+++ Supplied records
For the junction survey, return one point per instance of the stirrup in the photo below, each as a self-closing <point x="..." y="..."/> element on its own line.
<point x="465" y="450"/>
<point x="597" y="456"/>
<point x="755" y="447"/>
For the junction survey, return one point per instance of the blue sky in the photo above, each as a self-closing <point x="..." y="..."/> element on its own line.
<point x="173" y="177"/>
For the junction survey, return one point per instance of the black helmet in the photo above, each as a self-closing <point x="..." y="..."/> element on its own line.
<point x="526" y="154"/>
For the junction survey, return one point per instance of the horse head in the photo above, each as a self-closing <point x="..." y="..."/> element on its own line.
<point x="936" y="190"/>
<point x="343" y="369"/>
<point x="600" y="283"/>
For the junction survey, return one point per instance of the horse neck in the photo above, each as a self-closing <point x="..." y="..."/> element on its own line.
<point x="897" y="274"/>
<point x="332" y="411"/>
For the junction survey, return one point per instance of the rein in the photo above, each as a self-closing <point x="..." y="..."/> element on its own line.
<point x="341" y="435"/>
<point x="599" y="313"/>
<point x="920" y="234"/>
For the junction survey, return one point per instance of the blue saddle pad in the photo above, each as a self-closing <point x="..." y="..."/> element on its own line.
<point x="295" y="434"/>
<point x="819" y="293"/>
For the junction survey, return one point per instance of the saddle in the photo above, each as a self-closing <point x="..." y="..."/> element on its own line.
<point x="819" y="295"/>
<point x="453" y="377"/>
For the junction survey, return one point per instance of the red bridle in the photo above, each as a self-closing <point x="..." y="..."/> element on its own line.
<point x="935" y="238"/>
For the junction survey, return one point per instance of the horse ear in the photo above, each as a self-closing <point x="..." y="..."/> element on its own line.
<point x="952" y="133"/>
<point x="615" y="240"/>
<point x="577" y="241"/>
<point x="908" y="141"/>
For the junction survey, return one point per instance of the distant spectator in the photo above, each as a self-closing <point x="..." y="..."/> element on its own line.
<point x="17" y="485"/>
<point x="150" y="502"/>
++++++
▶ [What you have to do]: The reply should consist of all the records, repeated exactly.

▶ [Answer]:
For the junction survey, return one point per instance of the stirrup in the photo below, each as a self-closing <point x="..." y="..."/> element on its own line.
<point x="465" y="450"/>
<point x="597" y="456"/>
<point x="755" y="447"/>
For the junction survey, return one point per instance of the blue sky in the photo above, each as a self-closing <point x="..." y="..."/> element on its own line.
<point x="173" y="177"/>
For the junction survey, return one point per instance of the black helmet in the photo above, each as a self-closing <point x="..." y="..."/> element on its own line.
<point x="526" y="154"/>
For the junction survey, return one point per instance of the horse head in the photo above, each as a self-closing <point x="..." y="..."/> element on its own line.
<point x="936" y="190"/>
<point x="343" y="369"/>
<point x="600" y="283"/>
For the junction survey, return one point per instance of the horse neck in the photo above, each as a self-closing <point x="..." y="..."/> element on its own line.
<point x="897" y="274"/>
<point x="332" y="411"/>
For the junction survey, return one point per instance of the rein in the photo above, each as a self-closing <point x="..." y="..."/> element on its own line.
<point x="341" y="435"/>
<point x="599" y="313"/>
<point x="920" y="234"/>
For the junction survey, return one point per instance of the blue saddle pad in the photo above, each as a self-closing <point x="..." y="..."/> element on its own line.
<point x="295" y="434"/>
<point x="819" y="293"/>
For the junction survey, return one point per instance of the saddle in the photo above, each as a self-closing <point x="..." y="..."/> element on its own line.
<point x="819" y="295"/>
<point x="453" y="377"/>
For the junction survey, return one point per instance of the red bridle in the photo above, each as a self-closing <point x="..." y="..."/> element on its own line.
<point x="935" y="238"/>
For the junction survey, return one point per instance of the horse ear in the photo above, each as a self-closing <point x="..." y="..."/> element on its own line.
<point x="952" y="133"/>
<point x="615" y="240"/>
<point x="577" y="241"/>
<point x="908" y="141"/>
For the junction survey, return one point per instance of the distant spectator in the photo above, each as a self-closing <point x="..." y="..."/> element on its own line.
<point x="17" y="485"/>
<point x="150" y="502"/>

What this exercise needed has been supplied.